(Extracted data entries)
BEGIN

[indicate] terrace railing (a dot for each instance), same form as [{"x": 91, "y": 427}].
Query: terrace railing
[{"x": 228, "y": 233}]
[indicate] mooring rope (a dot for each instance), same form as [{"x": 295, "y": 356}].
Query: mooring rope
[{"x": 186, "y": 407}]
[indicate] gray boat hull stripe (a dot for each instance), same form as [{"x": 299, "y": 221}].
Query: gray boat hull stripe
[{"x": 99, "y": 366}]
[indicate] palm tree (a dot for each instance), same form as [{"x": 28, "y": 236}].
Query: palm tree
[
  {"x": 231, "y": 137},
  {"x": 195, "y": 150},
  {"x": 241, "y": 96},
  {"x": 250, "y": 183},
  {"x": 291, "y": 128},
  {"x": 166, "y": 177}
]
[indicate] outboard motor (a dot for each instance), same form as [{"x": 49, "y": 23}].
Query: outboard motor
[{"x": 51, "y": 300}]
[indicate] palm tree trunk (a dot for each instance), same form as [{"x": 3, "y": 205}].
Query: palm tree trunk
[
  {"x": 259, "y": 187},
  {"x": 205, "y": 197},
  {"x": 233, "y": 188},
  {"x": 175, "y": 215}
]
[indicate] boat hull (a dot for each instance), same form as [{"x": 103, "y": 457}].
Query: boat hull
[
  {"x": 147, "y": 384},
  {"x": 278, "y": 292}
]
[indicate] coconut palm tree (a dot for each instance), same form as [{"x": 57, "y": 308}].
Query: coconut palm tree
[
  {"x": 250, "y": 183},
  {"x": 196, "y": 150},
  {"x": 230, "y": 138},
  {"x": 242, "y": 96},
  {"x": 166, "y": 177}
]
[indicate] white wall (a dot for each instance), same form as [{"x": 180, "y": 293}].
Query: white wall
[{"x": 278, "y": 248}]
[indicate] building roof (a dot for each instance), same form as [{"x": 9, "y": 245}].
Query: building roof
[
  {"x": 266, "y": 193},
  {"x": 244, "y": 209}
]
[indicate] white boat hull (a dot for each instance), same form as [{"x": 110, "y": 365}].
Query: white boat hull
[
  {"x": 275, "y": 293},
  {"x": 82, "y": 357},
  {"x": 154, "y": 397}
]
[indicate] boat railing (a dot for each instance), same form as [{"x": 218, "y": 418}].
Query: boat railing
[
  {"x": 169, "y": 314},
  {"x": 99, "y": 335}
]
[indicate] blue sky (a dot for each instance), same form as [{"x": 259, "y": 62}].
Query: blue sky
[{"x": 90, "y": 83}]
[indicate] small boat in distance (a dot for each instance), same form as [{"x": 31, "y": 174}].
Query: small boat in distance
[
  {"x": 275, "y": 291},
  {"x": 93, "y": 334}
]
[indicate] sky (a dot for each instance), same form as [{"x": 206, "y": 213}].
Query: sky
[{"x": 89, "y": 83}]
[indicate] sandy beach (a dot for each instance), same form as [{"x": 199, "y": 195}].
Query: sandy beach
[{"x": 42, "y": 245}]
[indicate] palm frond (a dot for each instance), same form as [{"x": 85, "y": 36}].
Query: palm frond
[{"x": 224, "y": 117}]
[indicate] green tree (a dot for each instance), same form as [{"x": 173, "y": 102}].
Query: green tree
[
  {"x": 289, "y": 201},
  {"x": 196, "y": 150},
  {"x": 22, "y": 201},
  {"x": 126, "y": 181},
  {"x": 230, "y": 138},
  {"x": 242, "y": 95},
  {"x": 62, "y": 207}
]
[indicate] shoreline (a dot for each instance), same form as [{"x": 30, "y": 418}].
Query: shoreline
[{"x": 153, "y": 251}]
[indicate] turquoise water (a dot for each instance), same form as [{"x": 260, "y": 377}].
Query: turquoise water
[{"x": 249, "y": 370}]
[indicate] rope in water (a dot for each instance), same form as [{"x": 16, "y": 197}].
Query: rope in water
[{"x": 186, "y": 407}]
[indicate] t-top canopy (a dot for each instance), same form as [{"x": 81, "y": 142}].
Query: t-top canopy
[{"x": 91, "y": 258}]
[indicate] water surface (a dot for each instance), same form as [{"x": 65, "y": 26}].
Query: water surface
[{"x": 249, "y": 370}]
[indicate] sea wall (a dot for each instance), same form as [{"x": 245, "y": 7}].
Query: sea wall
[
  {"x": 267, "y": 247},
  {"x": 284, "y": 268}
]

END
BEGIN

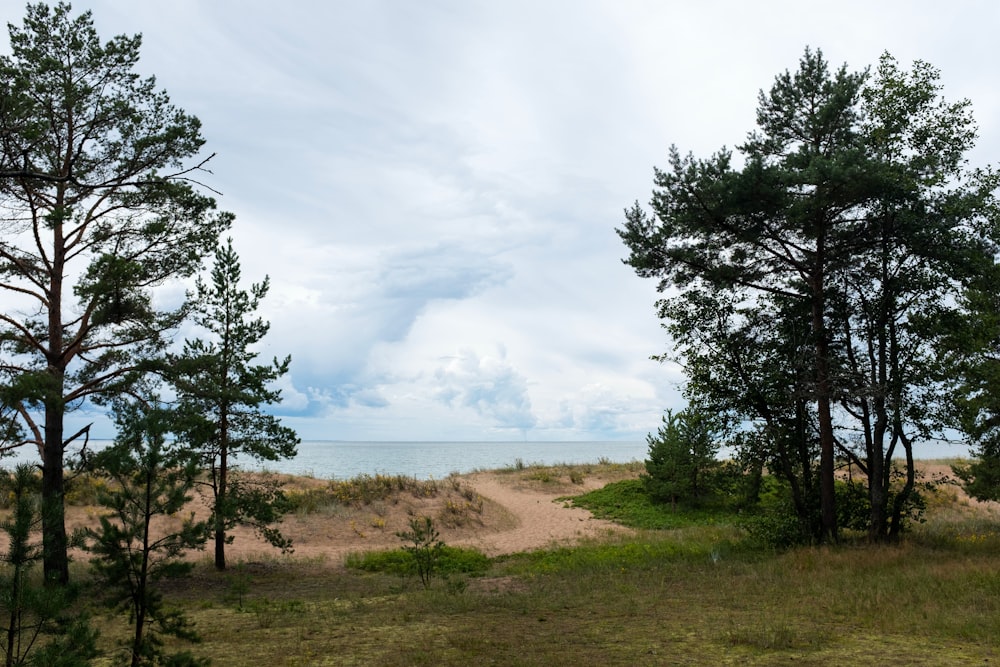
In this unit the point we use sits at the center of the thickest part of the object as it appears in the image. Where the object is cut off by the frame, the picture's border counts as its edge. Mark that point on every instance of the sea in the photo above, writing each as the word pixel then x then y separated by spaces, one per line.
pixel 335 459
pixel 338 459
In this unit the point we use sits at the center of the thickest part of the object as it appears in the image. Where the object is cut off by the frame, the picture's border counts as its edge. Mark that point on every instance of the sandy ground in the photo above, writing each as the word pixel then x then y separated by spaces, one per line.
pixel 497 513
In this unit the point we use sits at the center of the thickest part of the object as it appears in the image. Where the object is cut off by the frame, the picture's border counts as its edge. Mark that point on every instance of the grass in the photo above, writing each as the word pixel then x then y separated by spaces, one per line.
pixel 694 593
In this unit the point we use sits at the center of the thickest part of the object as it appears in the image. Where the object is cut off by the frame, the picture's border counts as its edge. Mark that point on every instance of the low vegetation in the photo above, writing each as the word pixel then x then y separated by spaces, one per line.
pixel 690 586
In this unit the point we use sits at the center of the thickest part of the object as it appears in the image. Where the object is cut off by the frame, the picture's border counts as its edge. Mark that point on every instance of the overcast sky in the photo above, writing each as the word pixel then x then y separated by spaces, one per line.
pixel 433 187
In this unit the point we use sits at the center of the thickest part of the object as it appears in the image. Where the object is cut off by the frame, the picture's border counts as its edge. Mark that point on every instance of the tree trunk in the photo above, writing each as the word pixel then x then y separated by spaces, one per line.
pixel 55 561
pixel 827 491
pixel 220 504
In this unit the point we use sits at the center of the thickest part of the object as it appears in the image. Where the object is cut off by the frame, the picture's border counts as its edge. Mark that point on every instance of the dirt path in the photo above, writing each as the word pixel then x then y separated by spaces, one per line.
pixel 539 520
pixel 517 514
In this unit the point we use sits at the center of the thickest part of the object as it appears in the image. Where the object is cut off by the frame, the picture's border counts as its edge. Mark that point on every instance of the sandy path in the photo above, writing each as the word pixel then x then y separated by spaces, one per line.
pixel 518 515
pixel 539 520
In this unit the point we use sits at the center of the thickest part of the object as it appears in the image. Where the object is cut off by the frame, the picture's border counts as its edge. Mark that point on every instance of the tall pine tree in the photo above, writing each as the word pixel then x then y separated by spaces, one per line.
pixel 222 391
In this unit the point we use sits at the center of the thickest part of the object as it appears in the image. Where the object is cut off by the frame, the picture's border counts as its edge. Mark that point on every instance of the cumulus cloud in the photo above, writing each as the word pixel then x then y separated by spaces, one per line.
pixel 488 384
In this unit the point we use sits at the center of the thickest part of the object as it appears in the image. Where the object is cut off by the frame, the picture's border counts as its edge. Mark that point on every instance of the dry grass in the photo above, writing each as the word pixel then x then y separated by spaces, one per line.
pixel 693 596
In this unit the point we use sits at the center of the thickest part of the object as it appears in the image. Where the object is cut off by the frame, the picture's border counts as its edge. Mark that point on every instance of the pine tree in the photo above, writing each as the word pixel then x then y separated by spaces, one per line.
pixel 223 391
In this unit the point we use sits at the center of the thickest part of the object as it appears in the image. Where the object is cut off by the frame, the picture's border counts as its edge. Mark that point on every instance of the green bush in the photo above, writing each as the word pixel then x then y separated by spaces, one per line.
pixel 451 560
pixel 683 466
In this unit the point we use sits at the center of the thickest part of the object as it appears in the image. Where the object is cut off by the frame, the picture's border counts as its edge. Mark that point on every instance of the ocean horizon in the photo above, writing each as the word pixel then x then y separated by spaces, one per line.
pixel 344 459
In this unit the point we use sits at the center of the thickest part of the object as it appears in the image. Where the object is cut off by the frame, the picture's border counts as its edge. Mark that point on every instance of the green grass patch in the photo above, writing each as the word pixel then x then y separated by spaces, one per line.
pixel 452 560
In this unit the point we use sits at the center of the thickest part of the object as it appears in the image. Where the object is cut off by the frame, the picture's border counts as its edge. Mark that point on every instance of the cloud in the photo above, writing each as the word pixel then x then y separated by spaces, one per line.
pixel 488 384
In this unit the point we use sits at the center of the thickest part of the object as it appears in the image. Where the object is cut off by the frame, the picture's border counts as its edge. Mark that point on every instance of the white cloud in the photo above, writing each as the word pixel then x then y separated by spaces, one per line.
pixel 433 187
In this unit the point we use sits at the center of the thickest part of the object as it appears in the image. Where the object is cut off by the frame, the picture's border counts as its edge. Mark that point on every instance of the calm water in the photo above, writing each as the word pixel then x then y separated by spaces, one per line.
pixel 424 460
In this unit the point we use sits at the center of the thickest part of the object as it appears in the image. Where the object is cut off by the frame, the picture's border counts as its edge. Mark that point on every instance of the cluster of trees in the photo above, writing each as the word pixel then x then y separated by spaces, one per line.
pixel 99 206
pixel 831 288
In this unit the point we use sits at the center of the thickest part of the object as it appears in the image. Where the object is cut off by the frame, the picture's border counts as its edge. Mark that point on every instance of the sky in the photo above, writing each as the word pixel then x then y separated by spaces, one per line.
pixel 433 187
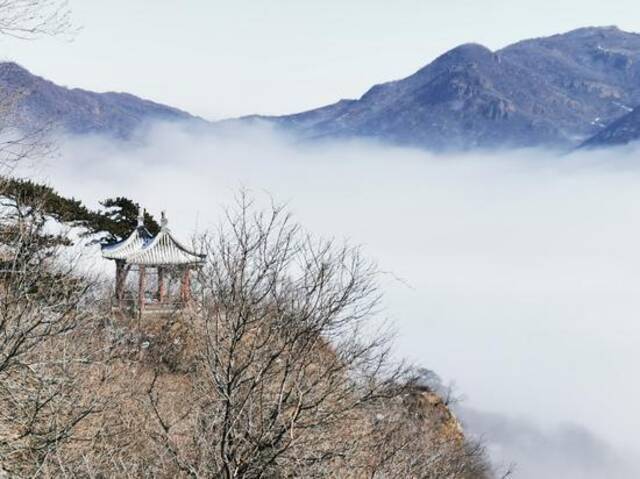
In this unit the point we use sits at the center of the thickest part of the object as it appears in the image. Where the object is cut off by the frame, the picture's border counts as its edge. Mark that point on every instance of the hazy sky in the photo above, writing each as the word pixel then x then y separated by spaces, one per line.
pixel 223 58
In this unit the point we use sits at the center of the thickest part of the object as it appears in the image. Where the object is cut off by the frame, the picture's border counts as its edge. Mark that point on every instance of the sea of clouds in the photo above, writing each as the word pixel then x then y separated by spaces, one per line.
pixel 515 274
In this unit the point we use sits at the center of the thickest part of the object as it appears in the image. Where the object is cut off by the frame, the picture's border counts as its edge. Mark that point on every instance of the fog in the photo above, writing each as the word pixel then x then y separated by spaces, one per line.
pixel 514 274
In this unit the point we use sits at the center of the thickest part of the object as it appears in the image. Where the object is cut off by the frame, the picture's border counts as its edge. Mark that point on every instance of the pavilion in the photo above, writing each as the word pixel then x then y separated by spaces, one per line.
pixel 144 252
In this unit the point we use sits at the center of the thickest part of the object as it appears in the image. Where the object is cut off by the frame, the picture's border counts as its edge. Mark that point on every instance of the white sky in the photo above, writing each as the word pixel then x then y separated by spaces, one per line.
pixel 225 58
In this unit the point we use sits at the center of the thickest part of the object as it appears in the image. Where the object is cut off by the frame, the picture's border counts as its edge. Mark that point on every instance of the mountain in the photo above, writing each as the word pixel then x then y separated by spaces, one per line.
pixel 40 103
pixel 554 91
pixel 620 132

END
BEGIN

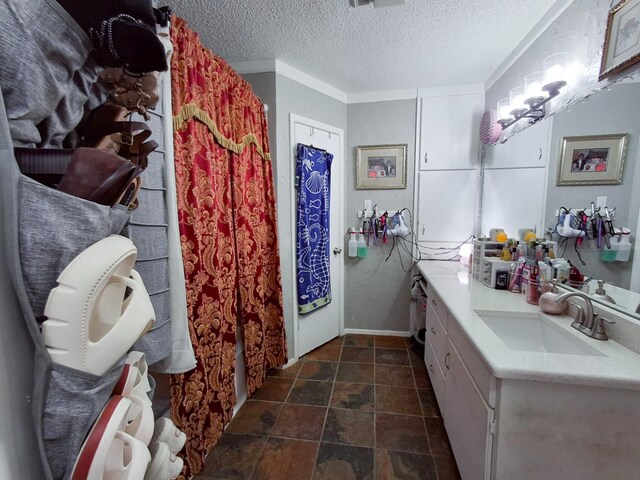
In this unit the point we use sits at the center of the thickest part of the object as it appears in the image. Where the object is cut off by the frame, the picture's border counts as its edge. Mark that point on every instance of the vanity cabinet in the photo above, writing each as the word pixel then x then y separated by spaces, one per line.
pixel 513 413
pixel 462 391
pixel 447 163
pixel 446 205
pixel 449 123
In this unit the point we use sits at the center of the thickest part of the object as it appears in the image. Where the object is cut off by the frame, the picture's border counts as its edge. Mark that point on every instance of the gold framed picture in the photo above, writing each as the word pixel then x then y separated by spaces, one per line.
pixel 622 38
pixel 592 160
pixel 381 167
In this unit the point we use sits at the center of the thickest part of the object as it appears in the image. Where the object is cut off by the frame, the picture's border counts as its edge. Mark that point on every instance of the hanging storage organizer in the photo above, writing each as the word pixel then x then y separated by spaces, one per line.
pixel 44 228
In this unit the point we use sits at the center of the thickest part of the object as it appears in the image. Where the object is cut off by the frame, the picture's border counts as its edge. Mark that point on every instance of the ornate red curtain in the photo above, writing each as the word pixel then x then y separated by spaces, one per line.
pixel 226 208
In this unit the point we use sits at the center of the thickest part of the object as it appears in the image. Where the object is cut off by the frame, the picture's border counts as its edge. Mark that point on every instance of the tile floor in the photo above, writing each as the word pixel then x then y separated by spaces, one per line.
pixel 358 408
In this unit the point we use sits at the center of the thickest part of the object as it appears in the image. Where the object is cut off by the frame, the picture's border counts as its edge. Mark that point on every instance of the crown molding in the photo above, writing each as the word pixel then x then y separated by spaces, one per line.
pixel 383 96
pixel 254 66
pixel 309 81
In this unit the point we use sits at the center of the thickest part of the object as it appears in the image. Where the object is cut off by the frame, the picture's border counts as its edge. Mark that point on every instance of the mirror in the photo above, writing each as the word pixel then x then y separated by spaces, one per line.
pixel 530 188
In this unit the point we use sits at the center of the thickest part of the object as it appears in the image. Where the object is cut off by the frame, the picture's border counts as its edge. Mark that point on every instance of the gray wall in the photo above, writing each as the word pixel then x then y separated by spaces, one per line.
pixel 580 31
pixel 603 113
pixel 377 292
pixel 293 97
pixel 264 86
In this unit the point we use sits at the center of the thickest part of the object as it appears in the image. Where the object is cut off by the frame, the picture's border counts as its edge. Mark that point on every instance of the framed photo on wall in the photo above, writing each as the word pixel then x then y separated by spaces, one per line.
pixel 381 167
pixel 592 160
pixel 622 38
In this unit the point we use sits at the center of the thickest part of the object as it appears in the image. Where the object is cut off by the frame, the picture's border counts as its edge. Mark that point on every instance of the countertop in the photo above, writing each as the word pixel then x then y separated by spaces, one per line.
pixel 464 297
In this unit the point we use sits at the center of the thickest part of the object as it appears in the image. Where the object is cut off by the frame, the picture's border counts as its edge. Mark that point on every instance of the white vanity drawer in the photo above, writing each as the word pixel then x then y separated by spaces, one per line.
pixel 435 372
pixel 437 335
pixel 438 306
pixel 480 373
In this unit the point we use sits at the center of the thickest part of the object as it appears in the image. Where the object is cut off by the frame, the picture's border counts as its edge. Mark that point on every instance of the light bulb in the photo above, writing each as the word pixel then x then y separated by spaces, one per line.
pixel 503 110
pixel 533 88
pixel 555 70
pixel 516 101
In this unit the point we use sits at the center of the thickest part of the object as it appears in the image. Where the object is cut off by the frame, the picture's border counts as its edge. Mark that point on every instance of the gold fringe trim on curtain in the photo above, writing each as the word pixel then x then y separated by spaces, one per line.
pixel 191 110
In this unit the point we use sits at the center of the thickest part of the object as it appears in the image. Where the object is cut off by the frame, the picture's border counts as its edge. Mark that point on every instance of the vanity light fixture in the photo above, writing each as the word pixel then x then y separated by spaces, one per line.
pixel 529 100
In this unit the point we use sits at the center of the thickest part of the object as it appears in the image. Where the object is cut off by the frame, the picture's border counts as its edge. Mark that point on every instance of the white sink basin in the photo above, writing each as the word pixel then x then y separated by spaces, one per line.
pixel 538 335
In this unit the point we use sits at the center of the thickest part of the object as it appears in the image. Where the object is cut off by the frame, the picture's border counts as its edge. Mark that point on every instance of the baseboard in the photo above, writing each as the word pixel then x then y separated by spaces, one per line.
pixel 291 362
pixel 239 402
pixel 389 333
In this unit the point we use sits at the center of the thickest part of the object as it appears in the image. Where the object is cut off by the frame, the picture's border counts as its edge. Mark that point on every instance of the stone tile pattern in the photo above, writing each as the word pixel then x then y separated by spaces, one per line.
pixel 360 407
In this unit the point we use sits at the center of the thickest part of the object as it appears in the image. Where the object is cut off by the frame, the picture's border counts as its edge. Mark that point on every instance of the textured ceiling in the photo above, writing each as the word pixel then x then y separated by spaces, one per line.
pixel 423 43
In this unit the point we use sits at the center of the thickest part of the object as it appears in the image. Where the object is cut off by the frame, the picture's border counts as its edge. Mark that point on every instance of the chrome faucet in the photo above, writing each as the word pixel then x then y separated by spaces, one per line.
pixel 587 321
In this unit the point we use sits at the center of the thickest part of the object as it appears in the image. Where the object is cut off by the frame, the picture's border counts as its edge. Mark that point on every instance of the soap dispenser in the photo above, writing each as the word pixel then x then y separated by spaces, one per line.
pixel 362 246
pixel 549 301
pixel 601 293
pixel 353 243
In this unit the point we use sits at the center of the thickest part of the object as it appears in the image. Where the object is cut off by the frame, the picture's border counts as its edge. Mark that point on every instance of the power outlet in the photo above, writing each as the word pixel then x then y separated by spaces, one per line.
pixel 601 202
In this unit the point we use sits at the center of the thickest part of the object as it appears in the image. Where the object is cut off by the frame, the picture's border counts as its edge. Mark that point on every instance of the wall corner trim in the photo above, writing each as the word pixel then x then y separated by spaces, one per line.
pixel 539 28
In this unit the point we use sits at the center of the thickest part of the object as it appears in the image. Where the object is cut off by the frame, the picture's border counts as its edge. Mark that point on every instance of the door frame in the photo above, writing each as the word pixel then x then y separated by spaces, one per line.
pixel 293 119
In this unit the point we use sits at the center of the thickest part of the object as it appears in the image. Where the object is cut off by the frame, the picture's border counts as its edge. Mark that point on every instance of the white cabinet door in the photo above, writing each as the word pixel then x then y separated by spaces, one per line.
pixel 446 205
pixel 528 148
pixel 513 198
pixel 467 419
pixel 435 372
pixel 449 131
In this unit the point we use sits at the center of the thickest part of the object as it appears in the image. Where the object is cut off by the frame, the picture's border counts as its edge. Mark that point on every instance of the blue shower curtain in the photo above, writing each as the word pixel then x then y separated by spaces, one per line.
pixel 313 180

END

# Task requirements
Repeat the entries above verbatim, but only from the line that has "[indicate] terrace railing" down to the line that has "[indicate] outboard motor", inclusive.

# Output for this exercise
[indicate] terrace railing (a dot for each instance), same form as [{"x": 91, "y": 427}].
Query: terrace railing
[{"x": 228, "y": 233}]
[indicate] mooring rope (a dot for each instance), same form as [{"x": 295, "y": 356}].
Query: mooring rope
[{"x": 186, "y": 407}]
[indicate] gray boat hull stripe (a dot for each instance), same form as [{"x": 299, "y": 221}].
Query: gray boat hull stripe
[{"x": 99, "y": 366}]
[indicate] palm tree (a dot for each instance), same form as [{"x": 28, "y": 236}].
Query: palm tree
[
  {"x": 231, "y": 137},
  {"x": 195, "y": 150},
  {"x": 241, "y": 96},
  {"x": 250, "y": 183},
  {"x": 291, "y": 128},
  {"x": 166, "y": 177}
]
[indicate] outboard motor (a dot for each instance), same form as [{"x": 49, "y": 23}].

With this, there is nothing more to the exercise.